## [Supplied data]
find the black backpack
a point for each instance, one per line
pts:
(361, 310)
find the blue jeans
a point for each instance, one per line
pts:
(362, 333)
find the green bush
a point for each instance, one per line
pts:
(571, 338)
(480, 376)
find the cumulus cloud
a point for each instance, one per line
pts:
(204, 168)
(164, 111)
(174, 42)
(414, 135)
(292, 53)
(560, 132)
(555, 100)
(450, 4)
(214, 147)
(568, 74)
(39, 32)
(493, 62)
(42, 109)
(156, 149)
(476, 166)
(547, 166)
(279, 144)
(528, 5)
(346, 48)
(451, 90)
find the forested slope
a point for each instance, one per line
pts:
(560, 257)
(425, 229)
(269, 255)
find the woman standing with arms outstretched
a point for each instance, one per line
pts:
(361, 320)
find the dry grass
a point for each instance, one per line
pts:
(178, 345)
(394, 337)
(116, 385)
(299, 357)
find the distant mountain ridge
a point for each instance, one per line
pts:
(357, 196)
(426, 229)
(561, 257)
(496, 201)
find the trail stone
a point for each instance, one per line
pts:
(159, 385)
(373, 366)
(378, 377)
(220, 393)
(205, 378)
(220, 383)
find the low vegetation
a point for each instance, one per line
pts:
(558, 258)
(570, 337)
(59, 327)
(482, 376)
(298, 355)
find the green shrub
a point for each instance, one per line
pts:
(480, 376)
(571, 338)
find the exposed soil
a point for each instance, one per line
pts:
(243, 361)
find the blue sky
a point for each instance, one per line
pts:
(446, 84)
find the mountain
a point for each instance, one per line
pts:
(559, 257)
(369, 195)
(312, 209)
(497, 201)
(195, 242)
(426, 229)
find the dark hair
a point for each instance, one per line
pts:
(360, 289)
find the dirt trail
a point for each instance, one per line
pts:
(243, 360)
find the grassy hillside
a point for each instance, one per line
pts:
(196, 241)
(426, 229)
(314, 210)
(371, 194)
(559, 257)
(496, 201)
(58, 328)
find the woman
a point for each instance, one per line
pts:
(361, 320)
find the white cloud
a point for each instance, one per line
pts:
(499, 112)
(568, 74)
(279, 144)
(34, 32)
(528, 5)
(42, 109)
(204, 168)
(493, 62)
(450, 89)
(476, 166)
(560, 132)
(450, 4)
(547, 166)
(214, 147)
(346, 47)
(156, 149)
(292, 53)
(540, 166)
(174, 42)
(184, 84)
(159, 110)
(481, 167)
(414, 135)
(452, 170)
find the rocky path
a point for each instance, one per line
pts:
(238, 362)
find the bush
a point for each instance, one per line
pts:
---
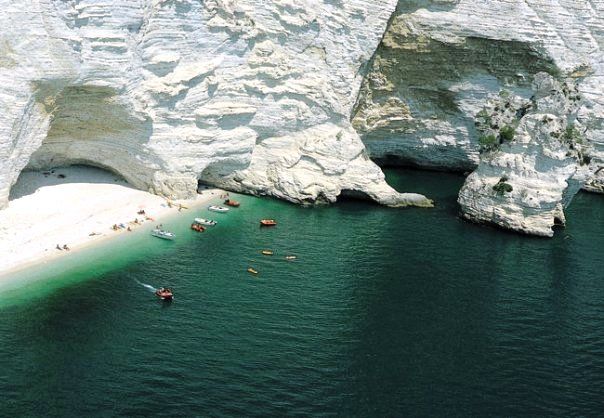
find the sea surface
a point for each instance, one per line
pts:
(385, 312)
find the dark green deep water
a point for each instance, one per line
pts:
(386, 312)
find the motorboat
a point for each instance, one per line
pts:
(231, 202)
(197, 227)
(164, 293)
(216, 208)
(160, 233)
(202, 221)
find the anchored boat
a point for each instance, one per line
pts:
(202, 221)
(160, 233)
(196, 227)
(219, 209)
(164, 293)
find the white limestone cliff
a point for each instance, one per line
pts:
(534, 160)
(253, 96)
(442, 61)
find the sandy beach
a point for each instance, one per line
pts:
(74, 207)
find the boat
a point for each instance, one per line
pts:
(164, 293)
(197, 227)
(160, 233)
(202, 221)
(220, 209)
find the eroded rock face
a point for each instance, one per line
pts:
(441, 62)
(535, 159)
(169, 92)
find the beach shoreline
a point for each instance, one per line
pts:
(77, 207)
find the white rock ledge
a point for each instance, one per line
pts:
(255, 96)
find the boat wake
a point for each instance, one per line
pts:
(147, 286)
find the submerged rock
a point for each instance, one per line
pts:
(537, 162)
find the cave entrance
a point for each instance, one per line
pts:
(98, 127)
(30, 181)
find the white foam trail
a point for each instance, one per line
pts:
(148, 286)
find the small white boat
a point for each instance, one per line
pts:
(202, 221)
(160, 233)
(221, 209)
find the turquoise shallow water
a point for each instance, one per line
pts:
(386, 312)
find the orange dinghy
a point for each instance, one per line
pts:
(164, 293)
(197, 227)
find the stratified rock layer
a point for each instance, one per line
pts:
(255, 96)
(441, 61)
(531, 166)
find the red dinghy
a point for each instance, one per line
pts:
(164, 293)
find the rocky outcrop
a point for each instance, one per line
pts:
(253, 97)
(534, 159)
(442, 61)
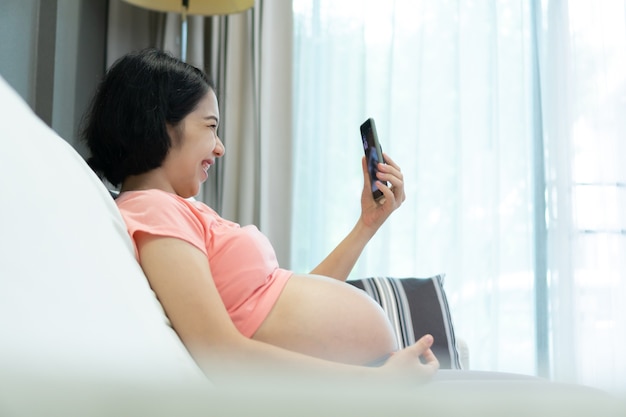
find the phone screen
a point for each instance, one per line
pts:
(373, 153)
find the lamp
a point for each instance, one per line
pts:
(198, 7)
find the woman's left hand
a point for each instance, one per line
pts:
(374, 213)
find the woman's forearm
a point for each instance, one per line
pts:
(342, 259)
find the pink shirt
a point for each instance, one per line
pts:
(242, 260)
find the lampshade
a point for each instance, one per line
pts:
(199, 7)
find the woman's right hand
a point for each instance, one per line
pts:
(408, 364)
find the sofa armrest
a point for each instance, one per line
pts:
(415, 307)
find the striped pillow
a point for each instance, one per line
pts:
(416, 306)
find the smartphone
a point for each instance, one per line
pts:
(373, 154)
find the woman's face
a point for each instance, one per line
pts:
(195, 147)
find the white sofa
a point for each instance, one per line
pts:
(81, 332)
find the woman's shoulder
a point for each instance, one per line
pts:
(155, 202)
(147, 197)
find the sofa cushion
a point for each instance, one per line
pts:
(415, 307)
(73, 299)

## [Exercise directions]
Pull out every line of the records above that contains the word "green", and copy each one.

## [Result for this task]
find the green bush
find the green shrub
find the dark green deep water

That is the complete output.